Render every line of the items below as a numbered list, skipping blank lines and leaving out the pictures.

++++ MATERIAL PROVIDED

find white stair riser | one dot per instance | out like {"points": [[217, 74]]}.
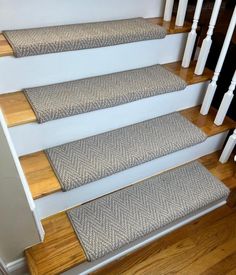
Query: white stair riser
{"points": [[61, 201], [19, 73], [33, 137], [19, 14], [89, 267]]}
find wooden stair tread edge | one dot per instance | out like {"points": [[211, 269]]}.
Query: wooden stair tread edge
{"points": [[46, 258], [43, 181], [6, 49], [18, 111], [60, 250]]}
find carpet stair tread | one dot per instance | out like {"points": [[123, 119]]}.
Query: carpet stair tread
{"points": [[58, 227], [85, 95], [18, 111], [55, 39], [7, 50], [43, 181]]}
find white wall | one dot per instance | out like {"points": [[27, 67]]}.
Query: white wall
{"points": [[33, 13], [19, 226]]}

++++++++

▸ EXERCISE OUTPUT:
1. find white stair riser | one dot per instance | out like {"points": [[217, 74]]}.
2. Query: white stair riser
3. {"points": [[61, 201], [19, 73], [33, 137], [19, 14], [89, 267]]}
4. find wooden stair tread edge | one dot per instance | out like {"points": [[211, 269]]}.
5. Query: wooden stair tread edge
6. {"points": [[46, 258], [43, 181], [6, 49], [18, 111], [60, 250]]}
7. find carpet stair tread | one dot per instance | out like {"points": [[123, 119]]}.
8. Query: carpet stair tread
9. {"points": [[58, 227], [85, 95], [18, 111], [55, 39], [7, 50], [43, 181]]}
10. find white wall | one dot per instance | out like {"points": [[27, 67]]}.
11. Query: white wall
12. {"points": [[33, 13], [19, 226]]}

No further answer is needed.